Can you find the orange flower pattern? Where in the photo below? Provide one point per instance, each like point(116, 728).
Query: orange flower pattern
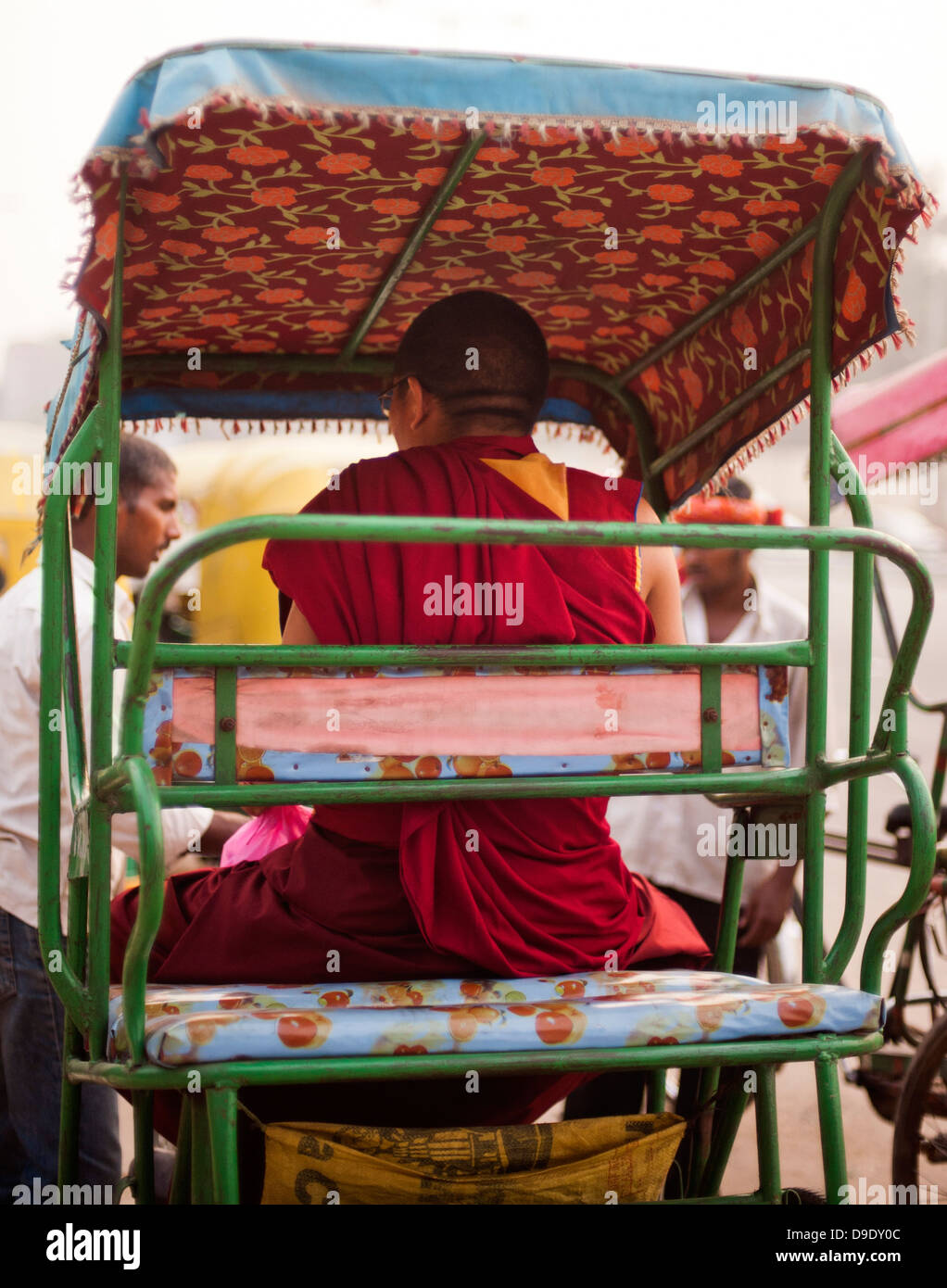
point(611, 241)
point(196, 1023)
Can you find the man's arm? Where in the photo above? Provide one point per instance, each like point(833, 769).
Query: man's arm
point(662, 585)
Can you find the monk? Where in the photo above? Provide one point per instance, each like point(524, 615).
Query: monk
point(395, 890)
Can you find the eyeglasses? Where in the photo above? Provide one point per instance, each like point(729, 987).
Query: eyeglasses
point(385, 398)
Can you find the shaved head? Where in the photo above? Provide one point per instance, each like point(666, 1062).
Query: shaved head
point(481, 354)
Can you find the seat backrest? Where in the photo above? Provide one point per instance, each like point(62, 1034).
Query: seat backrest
point(263, 724)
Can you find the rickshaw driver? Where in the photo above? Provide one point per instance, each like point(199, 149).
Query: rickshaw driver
point(392, 889)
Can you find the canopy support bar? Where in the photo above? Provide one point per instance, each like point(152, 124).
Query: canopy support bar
point(445, 192)
point(720, 303)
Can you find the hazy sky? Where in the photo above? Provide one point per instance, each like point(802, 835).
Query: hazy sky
point(63, 65)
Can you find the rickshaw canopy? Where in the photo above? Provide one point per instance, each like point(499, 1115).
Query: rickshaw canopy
point(306, 204)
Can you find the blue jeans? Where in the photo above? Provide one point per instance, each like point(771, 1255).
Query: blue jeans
point(32, 1046)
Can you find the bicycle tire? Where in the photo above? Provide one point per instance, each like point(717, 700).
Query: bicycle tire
point(915, 1153)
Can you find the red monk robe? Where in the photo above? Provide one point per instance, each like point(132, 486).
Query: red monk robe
point(393, 889)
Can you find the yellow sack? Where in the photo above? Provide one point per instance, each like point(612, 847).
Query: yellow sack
point(587, 1161)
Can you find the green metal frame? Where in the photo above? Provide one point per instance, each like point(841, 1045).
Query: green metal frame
point(208, 1163)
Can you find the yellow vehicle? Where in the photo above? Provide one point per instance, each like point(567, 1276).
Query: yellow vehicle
point(230, 600)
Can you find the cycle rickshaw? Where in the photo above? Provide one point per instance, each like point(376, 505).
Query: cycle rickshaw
point(894, 428)
point(703, 254)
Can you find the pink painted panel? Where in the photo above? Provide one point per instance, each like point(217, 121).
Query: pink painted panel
point(472, 715)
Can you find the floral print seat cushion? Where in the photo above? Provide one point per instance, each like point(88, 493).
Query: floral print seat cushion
point(200, 1023)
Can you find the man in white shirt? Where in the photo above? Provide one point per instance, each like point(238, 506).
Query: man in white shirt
point(722, 601)
point(32, 1016)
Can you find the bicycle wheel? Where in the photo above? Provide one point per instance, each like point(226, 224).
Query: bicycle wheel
point(932, 950)
point(919, 1155)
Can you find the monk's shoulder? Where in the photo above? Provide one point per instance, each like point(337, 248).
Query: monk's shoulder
point(375, 485)
point(602, 495)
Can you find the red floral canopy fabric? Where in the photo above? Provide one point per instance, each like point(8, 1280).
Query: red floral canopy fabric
point(266, 231)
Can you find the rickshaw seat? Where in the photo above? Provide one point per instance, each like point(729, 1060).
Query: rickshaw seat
point(195, 1024)
point(426, 723)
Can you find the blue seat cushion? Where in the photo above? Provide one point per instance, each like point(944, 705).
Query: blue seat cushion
point(203, 1023)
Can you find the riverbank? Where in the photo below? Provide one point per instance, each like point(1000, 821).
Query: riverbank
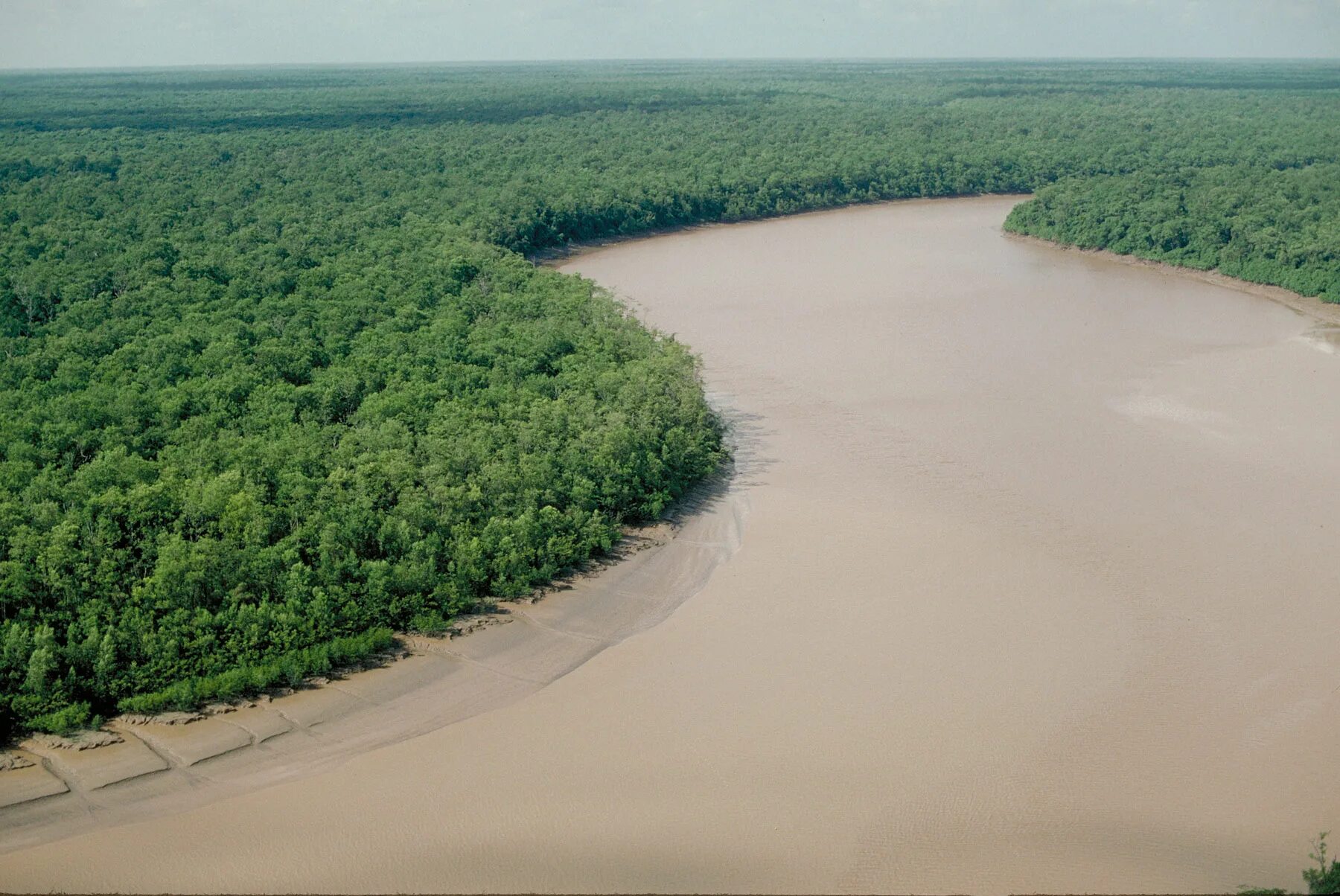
point(1327, 313)
point(1038, 554)
point(147, 767)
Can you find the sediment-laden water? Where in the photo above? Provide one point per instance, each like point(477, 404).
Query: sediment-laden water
point(1038, 591)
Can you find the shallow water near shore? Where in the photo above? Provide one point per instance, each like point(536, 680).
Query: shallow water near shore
point(1038, 592)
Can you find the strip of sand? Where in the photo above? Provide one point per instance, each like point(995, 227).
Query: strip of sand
point(141, 768)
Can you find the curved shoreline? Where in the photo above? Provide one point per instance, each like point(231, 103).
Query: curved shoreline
point(1327, 313)
point(232, 750)
point(162, 765)
point(1062, 668)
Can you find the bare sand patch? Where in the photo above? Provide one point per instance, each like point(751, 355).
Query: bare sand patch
point(1038, 595)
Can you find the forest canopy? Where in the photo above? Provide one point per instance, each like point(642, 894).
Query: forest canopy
point(279, 378)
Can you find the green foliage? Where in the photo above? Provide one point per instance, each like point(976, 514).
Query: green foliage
point(429, 623)
point(1323, 879)
point(276, 371)
point(287, 670)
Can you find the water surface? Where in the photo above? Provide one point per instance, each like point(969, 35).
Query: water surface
point(1038, 591)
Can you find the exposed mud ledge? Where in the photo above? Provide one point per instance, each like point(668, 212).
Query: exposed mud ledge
point(142, 767)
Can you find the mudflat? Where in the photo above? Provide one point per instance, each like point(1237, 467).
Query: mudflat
point(1038, 592)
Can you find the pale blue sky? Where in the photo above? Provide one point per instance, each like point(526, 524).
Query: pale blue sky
point(174, 33)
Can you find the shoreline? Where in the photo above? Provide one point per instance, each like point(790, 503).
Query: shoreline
point(156, 770)
point(1312, 307)
point(135, 768)
point(934, 641)
point(1326, 313)
point(555, 256)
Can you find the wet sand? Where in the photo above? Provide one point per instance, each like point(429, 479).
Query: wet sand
point(1038, 592)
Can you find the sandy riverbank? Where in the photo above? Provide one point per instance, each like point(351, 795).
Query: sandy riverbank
point(1038, 595)
point(145, 768)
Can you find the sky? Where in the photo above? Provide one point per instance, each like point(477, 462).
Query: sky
point(97, 33)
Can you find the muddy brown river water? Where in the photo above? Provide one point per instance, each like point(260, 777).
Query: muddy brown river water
point(1038, 589)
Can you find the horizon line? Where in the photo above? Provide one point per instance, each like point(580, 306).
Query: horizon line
point(427, 63)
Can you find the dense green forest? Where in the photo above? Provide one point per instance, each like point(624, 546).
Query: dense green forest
point(279, 378)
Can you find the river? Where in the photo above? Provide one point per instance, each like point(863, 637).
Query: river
point(1038, 591)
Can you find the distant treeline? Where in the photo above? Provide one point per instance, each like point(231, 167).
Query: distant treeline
point(278, 375)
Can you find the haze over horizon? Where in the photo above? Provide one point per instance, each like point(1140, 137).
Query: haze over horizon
point(106, 33)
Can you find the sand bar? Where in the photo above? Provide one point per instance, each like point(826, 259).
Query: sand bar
point(1038, 594)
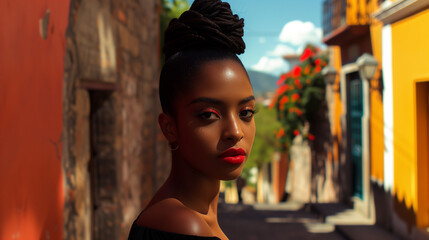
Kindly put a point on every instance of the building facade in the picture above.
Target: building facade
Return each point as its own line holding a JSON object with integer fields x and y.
{"x": 383, "y": 121}
{"x": 81, "y": 153}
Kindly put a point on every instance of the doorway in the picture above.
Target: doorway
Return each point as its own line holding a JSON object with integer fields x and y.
{"x": 355, "y": 110}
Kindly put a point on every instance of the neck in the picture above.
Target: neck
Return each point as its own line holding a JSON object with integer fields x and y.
{"x": 192, "y": 188}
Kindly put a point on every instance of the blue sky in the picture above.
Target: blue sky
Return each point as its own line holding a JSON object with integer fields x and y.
{"x": 265, "y": 22}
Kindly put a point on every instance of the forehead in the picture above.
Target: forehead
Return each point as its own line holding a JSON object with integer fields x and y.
{"x": 220, "y": 78}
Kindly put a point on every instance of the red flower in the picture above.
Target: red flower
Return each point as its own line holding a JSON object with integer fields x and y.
{"x": 306, "y": 54}
{"x": 307, "y": 70}
{"x": 284, "y": 100}
{"x": 280, "y": 133}
{"x": 298, "y": 83}
{"x": 281, "y": 79}
{"x": 296, "y": 71}
{"x": 318, "y": 61}
{"x": 318, "y": 68}
{"x": 282, "y": 89}
{"x": 273, "y": 103}
{"x": 295, "y": 97}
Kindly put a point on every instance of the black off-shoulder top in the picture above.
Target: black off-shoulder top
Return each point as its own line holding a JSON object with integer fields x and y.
{"x": 142, "y": 233}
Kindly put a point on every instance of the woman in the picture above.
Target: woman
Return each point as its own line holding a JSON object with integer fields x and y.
{"x": 208, "y": 107}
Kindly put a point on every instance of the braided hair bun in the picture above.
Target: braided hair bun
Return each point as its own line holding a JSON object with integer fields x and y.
{"x": 208, "y": 24}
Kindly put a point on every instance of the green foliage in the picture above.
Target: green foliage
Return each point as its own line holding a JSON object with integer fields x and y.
{"x": 264, "y": 143}
{"x": 299, "y": 95}
{"x": 171, "y": 9}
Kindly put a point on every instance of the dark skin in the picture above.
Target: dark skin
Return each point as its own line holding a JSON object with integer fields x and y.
{"x": 213, "y": 116}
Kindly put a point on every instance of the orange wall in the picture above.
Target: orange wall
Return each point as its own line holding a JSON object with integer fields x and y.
{"x": 31, "y": 76}
{"x": 410, "y": 65}
{"x": 376, "y": 118}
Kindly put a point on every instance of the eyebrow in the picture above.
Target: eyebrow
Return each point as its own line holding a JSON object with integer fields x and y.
{"x": 219, "y": 102}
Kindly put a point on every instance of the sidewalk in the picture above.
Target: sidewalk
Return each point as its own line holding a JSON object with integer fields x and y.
{"x": 350, "y": 223}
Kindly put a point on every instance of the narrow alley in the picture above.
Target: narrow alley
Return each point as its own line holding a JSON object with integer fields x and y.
{"x": 281, "y": 221}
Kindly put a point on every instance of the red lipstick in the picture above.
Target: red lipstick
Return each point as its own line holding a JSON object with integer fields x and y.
{"x": 233, "y": 155}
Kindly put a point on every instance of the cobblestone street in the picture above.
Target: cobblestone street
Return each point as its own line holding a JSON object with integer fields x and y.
{"x": 281, "y": 221}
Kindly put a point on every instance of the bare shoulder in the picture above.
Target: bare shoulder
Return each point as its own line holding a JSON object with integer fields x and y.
{"x": 171, "y": 215}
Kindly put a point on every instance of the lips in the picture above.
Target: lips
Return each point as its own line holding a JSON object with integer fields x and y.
{"x": 233, "y": 156}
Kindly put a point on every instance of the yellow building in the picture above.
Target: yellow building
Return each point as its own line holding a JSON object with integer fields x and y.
{"x": 406, "y": 76}
{"x": 356, "y": 104}
{"x": 381, "y": 123}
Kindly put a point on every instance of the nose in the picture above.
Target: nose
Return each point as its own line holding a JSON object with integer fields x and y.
{"x": 232, "y": 129}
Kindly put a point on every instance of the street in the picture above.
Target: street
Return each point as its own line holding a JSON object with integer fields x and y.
{"x": 280, "y": 221}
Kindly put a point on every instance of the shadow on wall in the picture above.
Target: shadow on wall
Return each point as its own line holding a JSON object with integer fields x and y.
{"x": 387, "y": 205}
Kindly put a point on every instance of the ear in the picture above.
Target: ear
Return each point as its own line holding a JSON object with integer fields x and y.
{"x": 168, "y": 127}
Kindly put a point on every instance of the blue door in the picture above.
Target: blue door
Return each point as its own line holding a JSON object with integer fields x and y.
{"x": 355, "y": 110}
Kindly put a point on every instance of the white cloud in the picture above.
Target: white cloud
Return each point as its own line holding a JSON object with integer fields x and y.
{"x": 281, "y": 50}
{"x": 271, "y": 65}
{"x": 300, "y": 33}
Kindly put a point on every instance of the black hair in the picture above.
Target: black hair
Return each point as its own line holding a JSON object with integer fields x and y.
{"x": 208, "y": 31}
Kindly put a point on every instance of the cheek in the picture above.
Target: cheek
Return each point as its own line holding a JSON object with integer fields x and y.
{"x": 250, "y": 130}
{"x": 200, "y": 139}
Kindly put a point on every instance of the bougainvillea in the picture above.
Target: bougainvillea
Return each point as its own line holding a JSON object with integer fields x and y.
{"x": 299, "y": 95}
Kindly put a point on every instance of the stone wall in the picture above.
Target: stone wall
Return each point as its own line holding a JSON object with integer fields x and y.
{"x": 114, "y": 155}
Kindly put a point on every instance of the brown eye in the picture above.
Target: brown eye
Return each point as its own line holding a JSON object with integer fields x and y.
{"x": 247, "y": 113}
{"x": 209, "y": 115}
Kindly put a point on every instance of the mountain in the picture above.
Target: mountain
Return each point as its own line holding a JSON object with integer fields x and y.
{"x": 262, "y": 82}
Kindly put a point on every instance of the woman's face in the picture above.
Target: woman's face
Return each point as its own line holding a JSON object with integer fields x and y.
{"x": 214, "y": 120}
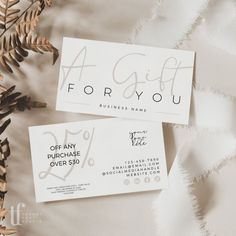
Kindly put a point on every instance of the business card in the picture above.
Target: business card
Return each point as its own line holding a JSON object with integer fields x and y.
{"x": 125, "y": 81}
{"x": 97, "y": 158}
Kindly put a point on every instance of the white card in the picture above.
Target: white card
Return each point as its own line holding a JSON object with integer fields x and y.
{"x": 126, "y": 81}
{"x": 97, "y": 157}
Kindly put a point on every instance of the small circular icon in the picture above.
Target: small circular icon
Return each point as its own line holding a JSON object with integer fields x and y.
{"x": 157, "y": 178}
{"x": 147, "y": 180}
{"x": 91, "y": 162}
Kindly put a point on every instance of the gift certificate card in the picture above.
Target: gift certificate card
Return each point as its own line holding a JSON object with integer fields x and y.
{"x": 96, "y": 158}
{"x": 126, "y": 81}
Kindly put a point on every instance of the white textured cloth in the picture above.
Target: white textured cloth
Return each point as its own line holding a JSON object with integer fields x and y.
{"x": 198, "y": 201}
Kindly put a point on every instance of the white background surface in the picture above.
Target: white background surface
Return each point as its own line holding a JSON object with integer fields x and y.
{"x": 213, "y": 39}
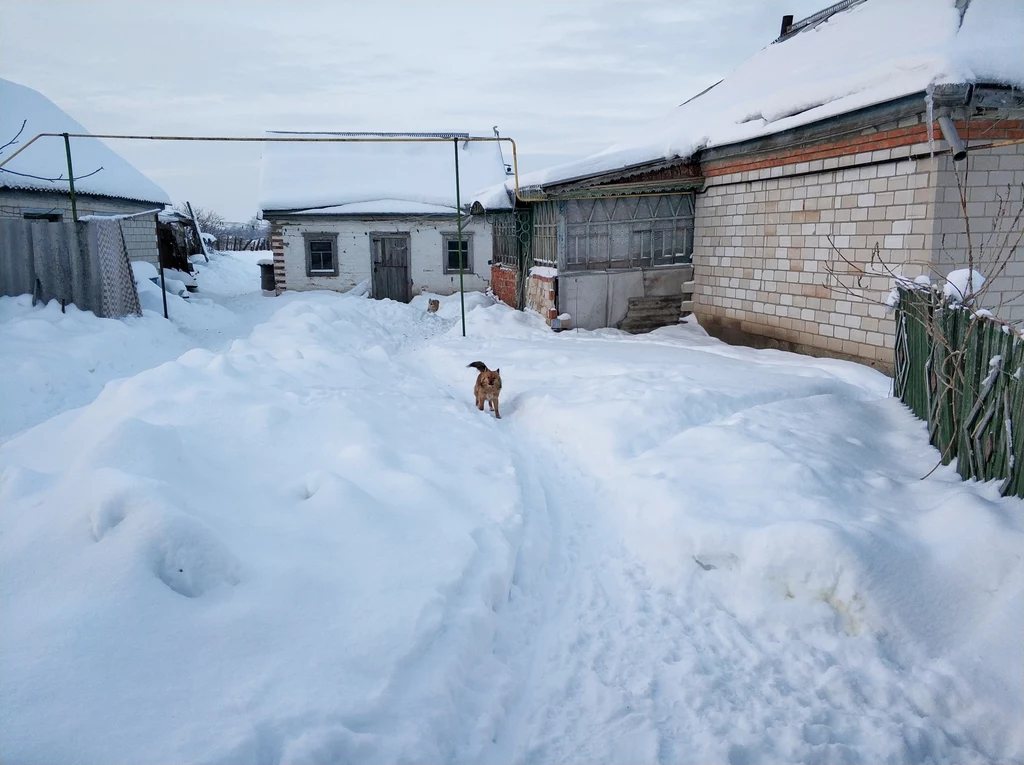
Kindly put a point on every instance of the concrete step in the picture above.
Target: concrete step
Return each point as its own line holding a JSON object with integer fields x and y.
{"x": 646, "y": 313}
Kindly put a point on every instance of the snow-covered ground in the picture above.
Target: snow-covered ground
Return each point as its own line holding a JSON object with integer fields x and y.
{"x": 305, "y": 545}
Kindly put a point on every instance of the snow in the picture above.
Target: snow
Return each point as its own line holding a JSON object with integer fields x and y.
{"x": 378, "y": 177}
{"x": 51, "y": 362}
{"x": 381, "y": 207}
{"x": 303, "y": 544}
{"x": 47, "y": 159}
{"x": 857, "y": 58}
{"x": 963, "y": 284}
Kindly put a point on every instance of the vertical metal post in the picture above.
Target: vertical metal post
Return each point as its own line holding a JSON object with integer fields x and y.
{"x": 163, "y": 286}
{"x": 463, "y": 250}
{"x": 71, "y": 178}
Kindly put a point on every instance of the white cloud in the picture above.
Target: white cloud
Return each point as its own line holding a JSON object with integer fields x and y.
{"x": 563, "y": 78}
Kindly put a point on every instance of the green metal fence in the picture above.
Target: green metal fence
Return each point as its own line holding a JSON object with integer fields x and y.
{"x": 964, "y": 374}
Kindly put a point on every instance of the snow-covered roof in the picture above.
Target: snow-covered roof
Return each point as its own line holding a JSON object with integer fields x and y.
{"x": 877, "y": 51}
{"x": 381, "y": 207}
{"x": 368, "y": 177}
{"x": 46, "y": 158}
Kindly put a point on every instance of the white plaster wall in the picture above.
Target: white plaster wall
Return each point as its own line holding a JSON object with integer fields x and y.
{"x": 354, "y": 256}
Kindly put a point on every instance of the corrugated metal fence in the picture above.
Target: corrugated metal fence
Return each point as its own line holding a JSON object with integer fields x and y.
{"x": 84, "y": 263}
{"x": 965, "y": 376}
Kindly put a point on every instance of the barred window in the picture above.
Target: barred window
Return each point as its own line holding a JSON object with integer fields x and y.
{"x": 629, "y": 231}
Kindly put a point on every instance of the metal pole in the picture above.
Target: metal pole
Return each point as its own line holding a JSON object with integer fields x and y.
{"x": 71, "y": 178}
{"x": 163, "y": 286}
{"x": 463, "y": 250}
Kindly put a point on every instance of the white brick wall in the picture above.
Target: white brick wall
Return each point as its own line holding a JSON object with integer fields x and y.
{"x": 354, "y": 258}
{"x": 805, "y": 259}
{"x": 808, "y": 259}
{"x": 993, "y": 194}
{"x": 140, "y": 232}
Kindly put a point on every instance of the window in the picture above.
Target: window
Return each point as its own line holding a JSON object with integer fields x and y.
{"x": 624, "y": 232}
{"x": 322, "y": 254}
{"x": 453, "y": 250}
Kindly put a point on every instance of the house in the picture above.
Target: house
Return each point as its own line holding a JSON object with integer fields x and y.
{"x": 378, "y": 207}
{"x": 829, "y": 164}
{"x": 34, "y": 184}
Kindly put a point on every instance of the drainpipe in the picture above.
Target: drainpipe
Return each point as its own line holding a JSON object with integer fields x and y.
{"x": 952, "y": 138}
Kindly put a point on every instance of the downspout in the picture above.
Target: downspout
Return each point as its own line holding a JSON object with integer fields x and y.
{"x": 952, "y": 138}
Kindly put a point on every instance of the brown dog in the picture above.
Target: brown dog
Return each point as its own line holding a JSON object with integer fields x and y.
{"x": 488, "y": 385}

[What you will do]
Here the job is to set down exactly the lines of the material above that fall between the one with "Target: lips" and the one with "Target: ear", inclusive, and nothing beyond them.

[Answer section]
Target: lips
Return each point as its own line holding a JSON object with integer fields x and y.
{"x": 233, "y": 156}
Kindly put a point on every instance of the yellow building in the picture above.
Target: yellow building
Return each point as its own line holding a JSON object with integer fields x and y.
{"x": 406, "y": 76}
{"x": 356, "y": 104}
{"x": 381, "y": 123}
Kindly put a point on every instance of the nose in the picture above.
Target: nose
Return each point as its own line holding a JSON object with integer fields x and y.
{"x": 232, "y": 129}
Kindly put a point on every instance of the street in the picture above.
Target: street
Return each point as its own line holding a JSON object with integer fields x and y.
{"x": 280, "y": 221}
Kindly put a point on every instance of the shadow on wall in the picture above.
Target: shadow on wall
Return each point as its own line holding a JSON object with integer fields x and y.
{"x": 387, "y": 205}
Kindly put a point on every instance of the ear in the picture above.
Target: ear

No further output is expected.